Problem to work on
When you set down the entries, keep every word exactly as it is but drop the pictures.

(Supplied information Opens)

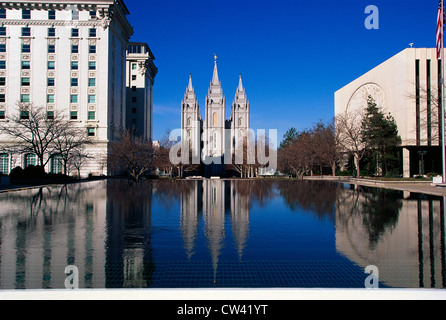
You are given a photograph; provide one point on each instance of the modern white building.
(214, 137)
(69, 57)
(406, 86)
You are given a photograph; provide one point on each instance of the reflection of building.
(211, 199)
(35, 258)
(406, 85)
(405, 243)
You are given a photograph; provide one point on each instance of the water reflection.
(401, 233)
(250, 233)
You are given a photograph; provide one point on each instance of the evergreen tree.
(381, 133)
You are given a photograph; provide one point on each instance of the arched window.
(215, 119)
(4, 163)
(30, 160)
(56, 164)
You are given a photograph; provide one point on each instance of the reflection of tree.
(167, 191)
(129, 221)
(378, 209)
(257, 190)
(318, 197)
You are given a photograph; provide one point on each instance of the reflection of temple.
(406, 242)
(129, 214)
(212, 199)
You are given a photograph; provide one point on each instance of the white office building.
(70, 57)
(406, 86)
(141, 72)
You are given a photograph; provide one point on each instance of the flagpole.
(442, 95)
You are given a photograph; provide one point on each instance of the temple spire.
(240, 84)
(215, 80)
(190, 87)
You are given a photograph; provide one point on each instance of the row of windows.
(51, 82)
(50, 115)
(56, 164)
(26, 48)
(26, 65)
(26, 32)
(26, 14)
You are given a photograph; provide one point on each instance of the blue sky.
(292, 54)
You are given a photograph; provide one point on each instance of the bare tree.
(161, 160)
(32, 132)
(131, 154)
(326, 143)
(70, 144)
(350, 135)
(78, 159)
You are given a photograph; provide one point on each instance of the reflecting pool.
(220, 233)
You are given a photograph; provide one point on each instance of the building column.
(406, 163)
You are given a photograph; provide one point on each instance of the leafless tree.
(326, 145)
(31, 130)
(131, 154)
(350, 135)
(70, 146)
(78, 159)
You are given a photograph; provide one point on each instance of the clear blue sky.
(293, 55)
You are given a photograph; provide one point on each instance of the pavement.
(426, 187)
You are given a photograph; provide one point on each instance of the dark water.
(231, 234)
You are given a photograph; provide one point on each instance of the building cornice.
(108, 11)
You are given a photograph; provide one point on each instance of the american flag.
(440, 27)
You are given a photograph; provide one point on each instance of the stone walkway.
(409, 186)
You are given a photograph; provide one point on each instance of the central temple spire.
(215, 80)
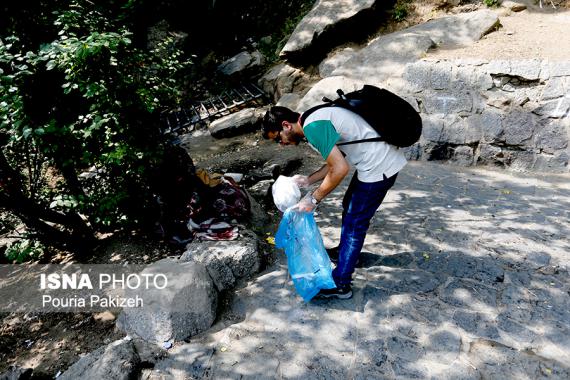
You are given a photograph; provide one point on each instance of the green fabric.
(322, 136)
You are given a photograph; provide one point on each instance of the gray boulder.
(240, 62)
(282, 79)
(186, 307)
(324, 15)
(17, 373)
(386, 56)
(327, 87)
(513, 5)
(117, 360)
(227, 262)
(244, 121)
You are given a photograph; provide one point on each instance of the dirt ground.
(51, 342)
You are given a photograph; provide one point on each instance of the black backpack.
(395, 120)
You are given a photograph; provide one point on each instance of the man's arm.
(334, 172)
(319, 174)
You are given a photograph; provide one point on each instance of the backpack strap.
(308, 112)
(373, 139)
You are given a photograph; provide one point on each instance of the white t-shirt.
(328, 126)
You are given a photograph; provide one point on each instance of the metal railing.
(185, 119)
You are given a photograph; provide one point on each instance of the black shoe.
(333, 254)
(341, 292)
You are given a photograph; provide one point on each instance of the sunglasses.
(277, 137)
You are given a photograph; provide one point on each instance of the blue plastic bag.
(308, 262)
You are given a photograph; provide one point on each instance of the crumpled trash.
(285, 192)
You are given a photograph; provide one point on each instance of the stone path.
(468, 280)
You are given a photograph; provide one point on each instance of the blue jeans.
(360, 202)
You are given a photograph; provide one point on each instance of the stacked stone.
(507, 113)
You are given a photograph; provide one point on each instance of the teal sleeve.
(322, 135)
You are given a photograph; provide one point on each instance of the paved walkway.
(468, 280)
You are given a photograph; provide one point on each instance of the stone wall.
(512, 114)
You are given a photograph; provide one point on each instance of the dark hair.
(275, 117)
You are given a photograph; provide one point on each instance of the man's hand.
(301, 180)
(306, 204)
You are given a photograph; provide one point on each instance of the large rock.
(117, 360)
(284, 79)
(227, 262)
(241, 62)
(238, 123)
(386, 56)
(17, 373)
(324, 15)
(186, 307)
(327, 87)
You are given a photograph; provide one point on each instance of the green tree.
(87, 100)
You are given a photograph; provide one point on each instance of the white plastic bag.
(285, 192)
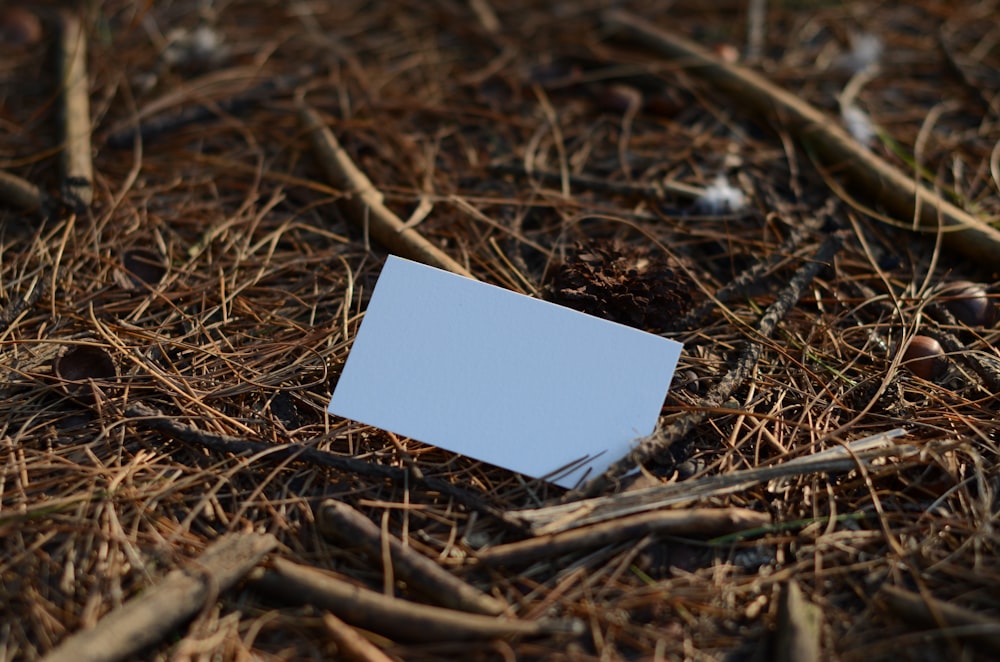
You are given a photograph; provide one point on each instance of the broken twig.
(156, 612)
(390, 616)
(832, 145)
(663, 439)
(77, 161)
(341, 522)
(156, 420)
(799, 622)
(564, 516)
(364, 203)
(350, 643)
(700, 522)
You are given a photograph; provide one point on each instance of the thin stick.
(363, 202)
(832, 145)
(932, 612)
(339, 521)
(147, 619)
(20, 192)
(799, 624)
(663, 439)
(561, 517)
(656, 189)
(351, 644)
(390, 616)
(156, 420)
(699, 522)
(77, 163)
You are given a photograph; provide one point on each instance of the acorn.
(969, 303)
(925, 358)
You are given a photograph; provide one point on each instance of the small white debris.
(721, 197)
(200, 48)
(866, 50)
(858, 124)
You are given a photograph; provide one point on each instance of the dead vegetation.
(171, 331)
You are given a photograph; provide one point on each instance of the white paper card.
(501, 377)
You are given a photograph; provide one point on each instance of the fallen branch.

(Supplied information Closes)

Your solution
You are given a photograph; provide one point on each instance of the modern white building.
(214, 137)
(69, 57)
(406, 86)
You are given a photograph; provide one point on each instance of the reflection of building.
(211, 199)
(35, 258)
(406, 85)
(405, 243)
You are given a photograph; provide one point on each instance of the water reflection.
(401, 233)
(250, 233)
You are given a photograph; provide one point on each instance of the evergreen tree.
(381, 133)
You are given a photograph; provide one point on each instance of the arched window.
(215, 119)
(4, 163)
(30, 160)
(56, 164)
You are given a photograph; provide one point on each instance of the reflection of tree.
(167, 191)
(129, 221)
(378, 209)
(257, 190)
(318, 197)
You are given a photograph; provide one point on each instance of the reflection of temple.
(406, 242)
(129, 214)
(212, 199)
You are given a photograph; provide one point on each instance of the white office building.
(70, 57)
(406, 86)
(141, 72)
You are given a photograph; provide one point on each instance of the flagpole.
(442, 95)
You are given a photograph; provide one point on each instance of the temple spire.
(240, 84)
(215, 80)
(190, 87)
You are given a photograph; provide one point on each instance of the row of windows.
(51, 82)
(50, 115)
(56, 164)
(26, 48)
(26, 65)
(26, 32)
(26, 14)
You are given a photograph; provide one point on each instance of the blue sky.
(292, 54)
You are given a photograph; provide one point on each instance of the bare tree.
(161, 160)
(32, 132)
(131, 154)
(326, 143)
(70, 144)
(350, 135)
(78, 159)
You are given a photograph; provide one point on each instance of the reflecting pool.
(220, 233)
You are given a photograph; provide one point on each instance of the building column.
(406, 163)
You are given a photograph; provide one point on each instance of the leafless tree.
(326, 145)
(31, 130)
(131, 154)
(350, 135)
(70, 146)
(78, 159)
You are given a photograph; provide one point on each instance of the clear blue sky.
(293, 55)
You are given a photograph; provide one point on each instance of the pavement.
(426, 187)
You are given a photograph; provide one point on each instance of the dark water.
(231, 234)
You are given a photograph; provide one point on each instance of the building cornice.
(108, 11)
You are given a photograph; provide one point on each instance of the american flag.
(440, 27)
You are given a photograph; provide one point on each instance of the stone walkway.
(409, 186)
You are given a photograph; provide one point on each instance of the central temple spire.
(215, 80)
You are given a photograph; provide one point on each instance of the green fabric.
(322, 136)
You are given a photograph; provide one point on each instance of the gray boulder.
(240, 62)
(282, 79)
(186, 307)
(324, 15)
(17, 373)
(386, 56)
(327, 87)
(513, 5)
(117, 360)
(227, 262)
(244, 121)
You are given a photograph; provide one point on each instance of the dirt ground.
(51, 342)
You are given a photograph; provide one point on each instance of the black backpack.
(395, 120)
You are given a photograph; provide one point on each instance of the man's arm.
(334, 172)
(319, 174)
You are given a photograph; provide one point on each instance of the backpack strap.
(308, 112)
(373, 139)
You are given a photograph; provide one point on each instance of the white t-shirt.
(328, 126)
You are given a photograph; provide one point on each instance of the metal railing.
(185, 119)
You are given a photograph; provide one point on each instance of the black shoe.
(333, 254)
(341, 292)
You are given a photograph; provide one point on each instance of the sunglasses.
(277, 137)
You are given a photograph; provide one point on each instance of the blue plastic bag.
(308, 262)
You are given a photograph; provide one point on each instance of the crumpled trash.
(285, 192)
You are given a photograph; provide one point on each instance of the stone path.
(468, 280)
You are given a photograph; provide one point on each instance of the blue jeans.
(360, 202)
You are given a photograph; provide one point on each instance of the stacked stone.
(507, 113)
You are given a photograph; provide one point on each instance of the teal sleeve.
(322, 135)
You are given a photograph; provide one point on each instance of the paved walkway.
(468, 280)
You are given a photograph; provide one point on each instance of the stone wall.
(512, 114)
You are given a photograph; provide one point on each instance of the dark hair.
(275, 117)
You are given a photograph; provide one point on each instance of the man's hand.
(301, 180)
(306, 204)
You are given a photograph; provide one point on each instance of the large rock.
(117, 360)
(284, 79)
(227, 262)
(241, 62)
(238, 123)
(386, 56)
(17, 373)
(324, 15)
(186, 307)
(327, 87)
You are given a photograph; provide one point on each instance of the green tree.
(87, 100)
You are given a photograph; provide one point on each instance of the white plastic bag.
(285, 192)
You are given a photograph; provide one point on each instance of the broken twig.
(156, 612)
(390, 616)
(832, 145)
(663, 439)
(77, 161)
(341, 522)
(156, 420)
(799, 622)
(564, 516)
(364, 203)
(350, 643)
(700, 522)
You are given a photograph; provide one point on each instance of the thin stick.
(363, 202)
(832, 145)
(932, 612)
(339, 521)
(147, 619)
(20, 192)
(799, 624)
(663, 439)
(561, 517)
(656, 189)
(351, 644)
(390, 616)
(156, 420)
(699, 522)
(77, 163)
You are given a photograph; provide one point on each instance of the acorn.
(969, 303)
(925, 358)
You are given a photograph; provide one point on each instance of the small white debris.
(721, 197)
(200, 48)
(866, 50)
(858, 124)
You are given a photograph; provide one point on each instance of the dead vegetation.
(171, 331)
You are given a photograph; provide one point on each instance of the white paper card.
(501, 377)
You are given a photograph; provide one point on each instance of the fallen branch.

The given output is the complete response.